- [TEXT TO READ]
Area between the Foundling and Harrison estates: Church land

Grey areas: fragmented ownership and haphazard development; already built up by 1800

About the Gray’s Inn Estate

Gray’s Inn is one of the four Inns of Court in London, which control admission to the Bar for lawyers in England and Wales

Its estate in the south-east corner of Bloomsbury is on the edge of the legal district of London and has its origins in the manor house of Purpoole (www.graysinn.info)

The Inn developed and prospered in the sixteenth and seventeenth centuries, not only as a place of training for lawyers, but also as a place of entertainment and celebration (www.graysinn.info)

It was a residential place of training akin to the colleges of Oxford and Cambridge, with a Hall, Chapel, Library, accommodation, and extensive gardens, all arranged around Squares

As an Inn of Court it was also extra-parochial, or outside the boundaries of local parishes, and exempt from their taxes

It continues to operate as a place of legal training and a base for barristers’ chambers


Gray’s Inn Square

Also known as Cony Court/Gray’s Inn

It was developed in the seventeenth century on the site of the original manor house of the de Greys

In addition to the Chapel and Hall of Gray’s Inn, it held mainly professional chambers in the nineteenth century

No. 9 held the chambers and book collection of of scholar and editor Alexander Dyce from 1829 to 1859 (Oxford Dictionary of National Biography)

No. 4 contained the conveyancing practice of lawyer and poet Bryan Waller Procter around the 1840s (Oxford Dictionary of National Biography)

No. 14 was the residence of Catholic priest Pius Melia from the 1850s until his death in 1883 (Oxford Dictionary of National Biography)

The firm of Sandys and Knott was based here; its head from 1861 to 1873 was William Sandys, solicitor, musician, and writer on music (Oxford Dictionary of National Biography)

- [MATERIAL]

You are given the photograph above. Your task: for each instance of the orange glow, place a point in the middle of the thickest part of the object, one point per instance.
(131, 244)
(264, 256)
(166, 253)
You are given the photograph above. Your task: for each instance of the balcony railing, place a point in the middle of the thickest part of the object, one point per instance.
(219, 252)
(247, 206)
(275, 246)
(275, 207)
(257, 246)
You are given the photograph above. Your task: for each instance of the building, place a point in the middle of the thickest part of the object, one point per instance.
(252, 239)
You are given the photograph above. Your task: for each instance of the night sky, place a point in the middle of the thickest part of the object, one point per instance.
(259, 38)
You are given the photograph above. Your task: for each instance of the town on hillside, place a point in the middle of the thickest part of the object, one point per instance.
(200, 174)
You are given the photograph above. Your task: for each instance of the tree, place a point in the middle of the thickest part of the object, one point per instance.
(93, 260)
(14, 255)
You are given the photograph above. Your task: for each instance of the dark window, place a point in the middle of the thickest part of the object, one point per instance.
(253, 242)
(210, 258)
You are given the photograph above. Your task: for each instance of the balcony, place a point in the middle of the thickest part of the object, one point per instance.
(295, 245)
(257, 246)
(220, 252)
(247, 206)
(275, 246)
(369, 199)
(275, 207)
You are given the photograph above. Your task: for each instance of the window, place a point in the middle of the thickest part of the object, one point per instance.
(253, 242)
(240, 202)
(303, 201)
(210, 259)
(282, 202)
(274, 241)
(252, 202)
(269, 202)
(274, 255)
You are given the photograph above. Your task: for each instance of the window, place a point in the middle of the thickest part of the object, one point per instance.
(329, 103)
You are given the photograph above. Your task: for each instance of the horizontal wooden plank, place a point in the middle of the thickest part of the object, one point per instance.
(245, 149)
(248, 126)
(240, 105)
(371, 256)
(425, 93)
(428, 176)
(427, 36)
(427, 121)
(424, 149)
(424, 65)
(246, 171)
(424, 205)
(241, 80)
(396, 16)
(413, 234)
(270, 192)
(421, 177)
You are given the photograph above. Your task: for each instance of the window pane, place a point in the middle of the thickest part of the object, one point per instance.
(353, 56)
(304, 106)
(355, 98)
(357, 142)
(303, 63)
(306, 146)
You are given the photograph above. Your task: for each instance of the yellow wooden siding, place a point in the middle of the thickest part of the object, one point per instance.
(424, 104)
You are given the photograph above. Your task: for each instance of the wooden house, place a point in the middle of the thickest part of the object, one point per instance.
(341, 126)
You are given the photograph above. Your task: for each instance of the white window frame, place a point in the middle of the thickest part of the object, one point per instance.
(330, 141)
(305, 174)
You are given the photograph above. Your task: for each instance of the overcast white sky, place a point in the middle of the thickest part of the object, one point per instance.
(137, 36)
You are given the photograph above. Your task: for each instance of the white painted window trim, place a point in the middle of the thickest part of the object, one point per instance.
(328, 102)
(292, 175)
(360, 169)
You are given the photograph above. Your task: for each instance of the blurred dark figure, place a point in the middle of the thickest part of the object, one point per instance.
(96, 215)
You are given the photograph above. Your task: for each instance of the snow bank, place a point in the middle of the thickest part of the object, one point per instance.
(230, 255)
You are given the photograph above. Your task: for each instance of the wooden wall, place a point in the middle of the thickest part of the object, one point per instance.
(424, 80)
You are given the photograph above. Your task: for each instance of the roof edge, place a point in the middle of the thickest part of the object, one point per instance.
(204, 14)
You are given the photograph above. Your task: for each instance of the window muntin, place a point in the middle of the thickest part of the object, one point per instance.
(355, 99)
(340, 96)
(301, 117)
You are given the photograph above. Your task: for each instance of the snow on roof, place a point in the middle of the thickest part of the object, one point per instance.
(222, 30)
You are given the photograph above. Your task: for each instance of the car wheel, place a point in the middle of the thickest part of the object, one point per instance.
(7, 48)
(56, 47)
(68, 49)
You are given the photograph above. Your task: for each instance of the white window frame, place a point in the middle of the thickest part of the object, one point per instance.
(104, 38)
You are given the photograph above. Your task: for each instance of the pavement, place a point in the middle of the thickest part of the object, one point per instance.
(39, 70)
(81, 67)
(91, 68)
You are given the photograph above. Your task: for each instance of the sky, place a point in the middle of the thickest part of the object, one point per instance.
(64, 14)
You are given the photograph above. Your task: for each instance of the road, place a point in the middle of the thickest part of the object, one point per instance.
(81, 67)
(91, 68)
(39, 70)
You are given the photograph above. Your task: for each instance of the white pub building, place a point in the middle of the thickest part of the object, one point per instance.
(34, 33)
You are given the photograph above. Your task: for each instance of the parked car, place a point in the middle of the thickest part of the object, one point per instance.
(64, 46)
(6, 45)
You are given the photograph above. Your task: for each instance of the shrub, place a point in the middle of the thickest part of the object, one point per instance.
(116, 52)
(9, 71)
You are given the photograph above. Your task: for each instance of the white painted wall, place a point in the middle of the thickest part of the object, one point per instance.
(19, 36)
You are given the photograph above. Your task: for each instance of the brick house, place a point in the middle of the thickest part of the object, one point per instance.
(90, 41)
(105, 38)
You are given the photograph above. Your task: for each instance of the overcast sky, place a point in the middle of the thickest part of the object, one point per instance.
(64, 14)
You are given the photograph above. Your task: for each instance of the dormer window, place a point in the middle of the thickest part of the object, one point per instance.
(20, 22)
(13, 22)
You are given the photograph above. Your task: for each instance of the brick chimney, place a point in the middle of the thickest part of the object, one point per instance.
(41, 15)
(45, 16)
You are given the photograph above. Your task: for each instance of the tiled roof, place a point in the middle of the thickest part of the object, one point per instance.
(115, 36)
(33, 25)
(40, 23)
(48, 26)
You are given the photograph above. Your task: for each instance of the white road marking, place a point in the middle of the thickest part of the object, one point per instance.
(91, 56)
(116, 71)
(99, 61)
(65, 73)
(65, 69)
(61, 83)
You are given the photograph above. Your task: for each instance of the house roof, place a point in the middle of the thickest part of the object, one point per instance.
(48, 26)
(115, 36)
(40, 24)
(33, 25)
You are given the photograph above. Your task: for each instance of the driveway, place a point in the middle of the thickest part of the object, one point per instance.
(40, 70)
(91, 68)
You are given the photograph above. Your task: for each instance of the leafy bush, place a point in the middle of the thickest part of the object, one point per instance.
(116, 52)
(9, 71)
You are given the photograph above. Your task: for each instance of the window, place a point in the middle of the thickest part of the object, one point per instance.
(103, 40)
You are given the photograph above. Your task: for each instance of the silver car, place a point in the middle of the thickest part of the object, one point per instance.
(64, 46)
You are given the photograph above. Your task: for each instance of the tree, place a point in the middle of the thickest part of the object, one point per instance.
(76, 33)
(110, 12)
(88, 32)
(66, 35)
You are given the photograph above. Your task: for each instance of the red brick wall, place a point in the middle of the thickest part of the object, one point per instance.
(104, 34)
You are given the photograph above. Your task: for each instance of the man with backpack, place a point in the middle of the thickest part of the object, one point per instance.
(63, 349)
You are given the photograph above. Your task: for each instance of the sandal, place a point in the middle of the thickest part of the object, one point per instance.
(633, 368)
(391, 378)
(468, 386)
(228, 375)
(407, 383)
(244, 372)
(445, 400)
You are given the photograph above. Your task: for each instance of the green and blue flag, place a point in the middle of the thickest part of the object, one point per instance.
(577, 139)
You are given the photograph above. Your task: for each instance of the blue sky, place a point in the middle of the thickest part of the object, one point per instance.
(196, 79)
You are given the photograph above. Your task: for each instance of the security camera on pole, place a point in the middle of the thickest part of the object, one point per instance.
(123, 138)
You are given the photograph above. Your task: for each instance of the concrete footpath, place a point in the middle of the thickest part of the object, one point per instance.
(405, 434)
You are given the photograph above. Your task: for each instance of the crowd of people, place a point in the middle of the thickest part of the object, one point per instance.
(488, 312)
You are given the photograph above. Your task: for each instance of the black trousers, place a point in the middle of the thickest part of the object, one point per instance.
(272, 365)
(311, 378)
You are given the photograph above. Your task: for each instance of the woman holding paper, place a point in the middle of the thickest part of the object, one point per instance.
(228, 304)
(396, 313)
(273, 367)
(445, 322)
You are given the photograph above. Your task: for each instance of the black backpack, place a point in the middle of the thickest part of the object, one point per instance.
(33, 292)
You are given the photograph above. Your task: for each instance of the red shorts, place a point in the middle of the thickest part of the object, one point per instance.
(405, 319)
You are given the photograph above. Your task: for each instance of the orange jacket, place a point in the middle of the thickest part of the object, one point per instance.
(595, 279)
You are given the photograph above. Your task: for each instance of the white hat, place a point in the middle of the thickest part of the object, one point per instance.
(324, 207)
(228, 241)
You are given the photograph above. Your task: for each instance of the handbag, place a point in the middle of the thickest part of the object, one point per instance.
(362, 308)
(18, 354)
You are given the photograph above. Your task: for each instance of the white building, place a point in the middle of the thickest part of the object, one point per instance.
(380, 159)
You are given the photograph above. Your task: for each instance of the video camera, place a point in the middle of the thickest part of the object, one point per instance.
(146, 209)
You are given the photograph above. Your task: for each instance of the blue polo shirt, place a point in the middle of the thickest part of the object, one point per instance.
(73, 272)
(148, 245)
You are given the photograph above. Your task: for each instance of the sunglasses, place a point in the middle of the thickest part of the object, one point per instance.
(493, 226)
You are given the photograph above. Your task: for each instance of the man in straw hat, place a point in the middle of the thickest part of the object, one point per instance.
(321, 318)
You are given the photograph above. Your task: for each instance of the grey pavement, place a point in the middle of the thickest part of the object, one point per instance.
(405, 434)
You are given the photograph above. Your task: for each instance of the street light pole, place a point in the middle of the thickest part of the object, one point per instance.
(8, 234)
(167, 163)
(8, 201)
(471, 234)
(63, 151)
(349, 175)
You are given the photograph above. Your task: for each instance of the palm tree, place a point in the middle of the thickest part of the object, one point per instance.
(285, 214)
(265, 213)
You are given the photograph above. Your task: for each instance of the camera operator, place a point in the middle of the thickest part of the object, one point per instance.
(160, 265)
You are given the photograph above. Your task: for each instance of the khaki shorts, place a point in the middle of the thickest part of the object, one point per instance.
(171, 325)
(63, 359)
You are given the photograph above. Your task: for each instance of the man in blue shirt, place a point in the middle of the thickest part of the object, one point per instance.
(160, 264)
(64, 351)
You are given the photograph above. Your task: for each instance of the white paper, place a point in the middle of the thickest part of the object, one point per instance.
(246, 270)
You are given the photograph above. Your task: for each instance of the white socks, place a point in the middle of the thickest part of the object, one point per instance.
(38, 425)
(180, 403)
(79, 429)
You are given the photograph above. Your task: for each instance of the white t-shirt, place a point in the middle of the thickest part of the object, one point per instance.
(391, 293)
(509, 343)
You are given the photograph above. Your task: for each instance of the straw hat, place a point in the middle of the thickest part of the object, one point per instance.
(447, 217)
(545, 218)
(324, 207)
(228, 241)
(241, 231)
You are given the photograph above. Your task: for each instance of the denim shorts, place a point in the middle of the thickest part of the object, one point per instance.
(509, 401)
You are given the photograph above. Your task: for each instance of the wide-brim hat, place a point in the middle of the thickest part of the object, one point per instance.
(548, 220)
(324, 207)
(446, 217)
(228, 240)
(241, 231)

- [PROBLEM SET]
[1] In the text on Gray's Inn, who lived at No. 14 Gray's Inn Square from the 1850s until his death in 1883?
[2] Please carry on the text about Gray's Inn from its last line.

- [RESPONSES]
[1] The Catholic priest Pius Melia.

[2]
No. 7 held the practice of the church architect G. F. Bodley from the time of his marriage in 1872; after his death the practice was inherited by his pupil Cecil Hare, and their successors continued to occupy the same office until it was bombed in World War II (Oxford Dictionary of National Biography)

In the 1870s no. 4 held the chambers of Henry Spencer Ashbee (“Pisanus Fraxi”); his family home was in nearby Bedford Place (Oxford Dictionary of National Biography)

It was here that Ashbee housed his European erotic book collection, which was enjoyed by visitors including Richard Burton, publishers John Hotten and Jules Gay, and Philobiblon Society founder Richard Monckton Miles (the collection was eventually left to the British Museum) (Oxford Dictionary of National Biography)

No. 2 held the chambers of author and journalist Edward James Stephen Dicey, cousin of Sir Leslie Stephen, in the late nineteenth century; called to the Bar in 1875, he never practised, and he died there in 1911 (Oxford Dictionary of National Biography)

In 1895 the poet, scholar, and Catholic convert Lionel Pigot Johnson moved here when he was asked to leave 20 Fitzroy Street, west of Tottenham Court Road, because of his drinking; his ODNB entry says its “cloistral and academic mood suited his increasingly solitary lifestyle” (Oxford Dictionary of National Biography)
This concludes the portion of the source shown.